■ Excerpted text ■
+ + + + +
Tuesday 23 October 2018

MIND DE-CODER HALLOWEEN SPECIAL 2018


MIND DE-CODER HALLOWEEN SPECIAL
To listen to the show just scroll to the bottom of the page


“Satan is his father – and his name is Adrian!”
                                                                        (from ‘Rosemanry’s Baby’)


THE CREED TAYLOR ORCHESTRA     HEARTBEAT


A deceptively restrained start to the show featuring the music of Creed Taylor from his debut album SHOCK, released in 1958. Creed, of course (he writes, authoritatively) was a legendary jazz producer who signed John Coltrane, a move which resulted in some of not only Trane's greatest work but some of the finest jazz to be laid down on wax in the 1960's. SHOCK was put together as part of a series of albums that used music and effects to tell a story. Using studio musicians and old tape loops to create a spooky brilliant mental thing, SHOCK is a truly groundbreaking album and rightly considered a total classic in the Space Age Bachelor / Exotica canon, if there is indeed such a thing.
+ + + + +
■ Listing ■
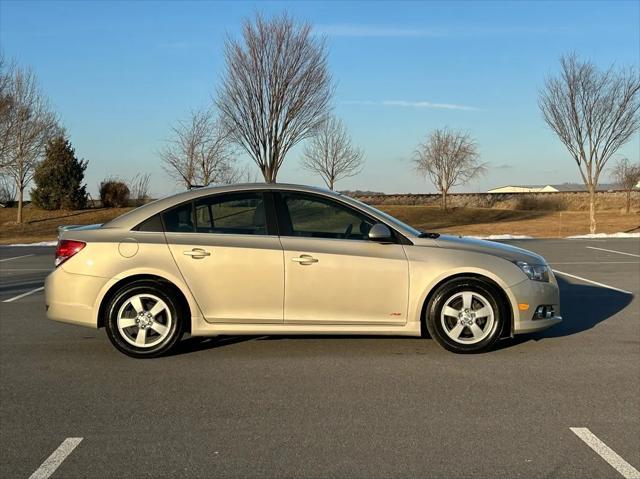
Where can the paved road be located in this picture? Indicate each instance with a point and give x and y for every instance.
(329, 407)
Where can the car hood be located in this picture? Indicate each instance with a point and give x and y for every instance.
(501, 250)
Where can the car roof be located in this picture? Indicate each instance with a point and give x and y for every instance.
(138, 215)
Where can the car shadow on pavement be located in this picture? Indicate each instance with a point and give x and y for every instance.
(193, 344)
(582, 307)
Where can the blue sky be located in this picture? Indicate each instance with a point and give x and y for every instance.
(120, 73)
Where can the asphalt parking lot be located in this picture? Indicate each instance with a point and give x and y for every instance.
(330, 406)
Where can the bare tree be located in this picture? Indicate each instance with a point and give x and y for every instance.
(627, 176)
(139, 188)
(276, 89)
(32, 125)
(6, 107)
(331, 154)
(448, 158)
(7, 191)
(594, 113)
(198, 152)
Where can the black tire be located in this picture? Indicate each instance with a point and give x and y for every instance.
(171, 317)
(467, 342)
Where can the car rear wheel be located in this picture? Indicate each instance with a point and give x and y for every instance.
(144, 320)
(465, 315)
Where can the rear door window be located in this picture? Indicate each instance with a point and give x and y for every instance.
(238, 213)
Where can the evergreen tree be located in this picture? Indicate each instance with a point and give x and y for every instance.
(59, 178)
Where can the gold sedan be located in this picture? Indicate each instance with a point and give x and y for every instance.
(287, 259)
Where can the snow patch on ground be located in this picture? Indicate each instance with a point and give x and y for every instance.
(41, 243)
(490, 237)
(606, 235)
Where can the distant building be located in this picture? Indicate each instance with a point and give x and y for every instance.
(524, 189)
(565, 187)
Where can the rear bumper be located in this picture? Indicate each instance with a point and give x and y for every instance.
(534, 294)
(71, 298)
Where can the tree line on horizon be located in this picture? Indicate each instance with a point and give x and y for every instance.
(276, 92)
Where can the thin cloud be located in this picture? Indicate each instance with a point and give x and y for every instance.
(413, 104)
(352, 30)
(364, 30)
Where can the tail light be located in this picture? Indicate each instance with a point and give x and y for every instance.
(66, 249)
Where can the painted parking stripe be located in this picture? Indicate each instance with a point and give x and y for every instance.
(614, 251)
(16, 257)
(20, 296)
(562, 262)
(606, 453)
(52, 463)
(602, 285)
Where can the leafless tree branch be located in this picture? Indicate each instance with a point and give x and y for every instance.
(31, 124)
(276, 89)
(199, 151)
(448, 158)
(593, 113)
(331, 154)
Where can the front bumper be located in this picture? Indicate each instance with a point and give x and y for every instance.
(535, 293)
(71, 298)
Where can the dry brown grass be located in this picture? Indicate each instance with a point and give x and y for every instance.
(486, 221)
(42, 225)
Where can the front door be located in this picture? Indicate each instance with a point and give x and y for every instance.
(229, 257)
(333, 273)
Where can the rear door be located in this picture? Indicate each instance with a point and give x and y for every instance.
(230, 256)
(333, 273)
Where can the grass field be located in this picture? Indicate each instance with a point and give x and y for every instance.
(40, 225)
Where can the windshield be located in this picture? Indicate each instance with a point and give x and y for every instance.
(393, 221)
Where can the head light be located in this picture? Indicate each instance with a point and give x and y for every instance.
(535, 272)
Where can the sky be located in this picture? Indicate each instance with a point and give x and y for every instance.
(120, 73)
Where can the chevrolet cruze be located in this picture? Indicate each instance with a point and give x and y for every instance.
(285, 259)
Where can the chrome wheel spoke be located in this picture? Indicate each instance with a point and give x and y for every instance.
(456, 330)
(467, 299)
(141, 338)
(158, 308)
(476, 331)
(136, 302)
(483, 312)
(449, 311)
(126, 322)
(161, 329)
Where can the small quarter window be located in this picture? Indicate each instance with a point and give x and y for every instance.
(179, 219)
(153, 224)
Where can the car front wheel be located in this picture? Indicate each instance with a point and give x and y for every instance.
(143, 320)
(464, 315)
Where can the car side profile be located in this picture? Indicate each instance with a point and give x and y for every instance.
(285, 259)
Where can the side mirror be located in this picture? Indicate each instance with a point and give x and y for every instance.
(381, 233)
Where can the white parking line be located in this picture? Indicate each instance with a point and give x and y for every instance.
(52, 463)
(16, 257)
(606, 453)
(592, 282)
(20, 296)
(572, 262)
(614, 251)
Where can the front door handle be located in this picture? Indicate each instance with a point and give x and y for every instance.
(196, 253)
(305, 259)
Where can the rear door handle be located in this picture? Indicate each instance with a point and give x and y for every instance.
(196, 253)
(305, 259)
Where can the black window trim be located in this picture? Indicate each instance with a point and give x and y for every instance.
(267, 198)
(285, 228)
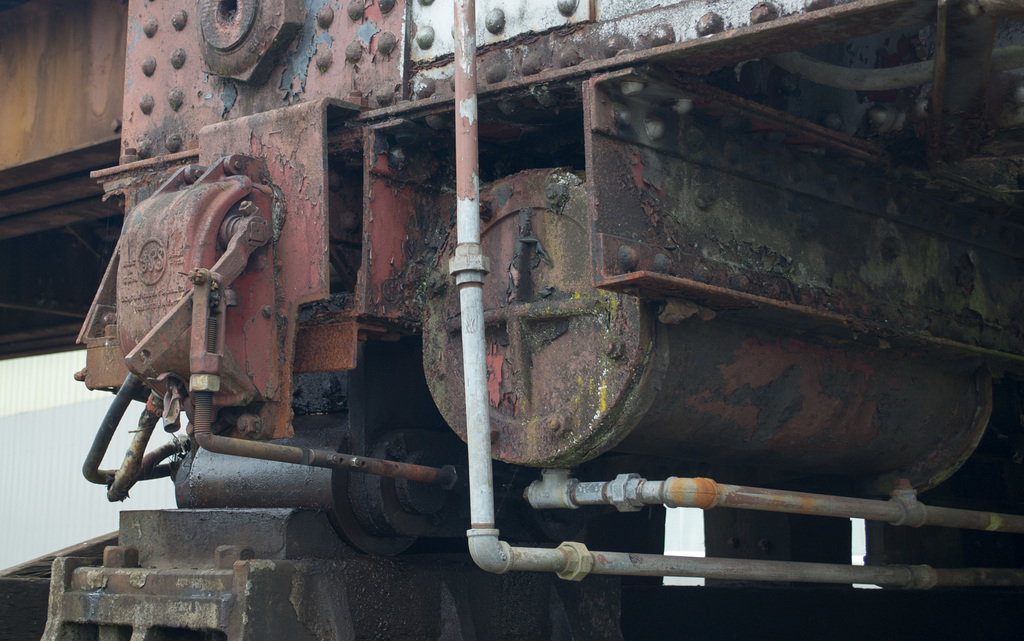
+ + + + +
■ Instructions ■
1. According to the Halloween show post, what year did Creed Taylor release his debut album SHOCK?
2. Return the part of the Halloween show post between "A deceptively restrained" and "such a thing.", inclusive.
You won't need the lines for anything here.

■ Results by task ■
1. 1958

2.
A deceptively restrained start to the show featuring the music of Creed Taylor from his debut album SHOCK, released in 1958. Creed, of course (he writes, authoritatively) was a legendary jazz producer who signed John Coltrane, a move which resulted in some of not only Trane's greatest work but some of the finest jazz to be laid down on wax in the 1960's. SHOCK was put together as part of a series of albums that used music and effects to tell a story. Using studio musicians and old tape loops to create a spooky brilliant mental thing, SHOCK is a truly groundbreaking album and rightly considered a total classic in the Space Age Bachelor / Exotica canon, if there is indeed such a thing.